> EXTRACTED TEXT:
⟨

Leigh Eric Schmidt


On his book Heaven’s Bride: The Unprintable Life of Ida C. Craddock, American Mystic, Scholar, Sexologist, Martyr, and Madwoman

Cover Interview of January 16, 2011

Editor’s note

Originally, this interview ran on the Rorotoko cover page under the headline

“Was the erotic redeemable, a spiritual yearning as much an animal appetite?”

We highlighted two quotes.

On the first page:

“Craddock’s unmooring from her own Protestant upbringing provides a parable of a larger cultural transformation:  the disruption of evangelical Christianity’s power to define the nation’s sexual taboos, artistic limits, and sacred canon.”

⟩

> SOURCE DATA:
⟨

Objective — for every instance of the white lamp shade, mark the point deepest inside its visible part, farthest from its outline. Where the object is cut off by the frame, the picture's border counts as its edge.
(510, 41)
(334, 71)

⟩

> TASK INSTRUCTIONS:
A - Using the Heaven's Bride interview page, answer each question:
(i) On what date did the cover interview run?
(ii) How many quotes did the editors highlight?
(iii) What kind of upbringing does the first-page quote say Craddock unmoored herself from?
B - Extend the Heaven's Bride interview page, starting right after its last sentence.
Nothing in the listing is used in this exercise.

> ANSWERS FOR THE EXERCISE:
A -
(i) January 16, 2011
(ii) Two
(iii) Her own Protestant upbringing

B -
On the second:

“A skilled shape-shifter, Craddock always remained hard to pin down as a specimen, but that elusiveness seemed only to intensify the desire to categorize her.  Was she merely one more case history who could be pigeonholed by the new psychological and neurological sciences—an erotomaniac, nymphomaniac, or hysteric, a victim of an insane delusion of one diagnostic type or another?  Or, was she a latter-day visionary, a weirdly American Teresa of Avila, ‘the madwoman,’ as Helene Cixous put it, ‘who knew more than all the men’?”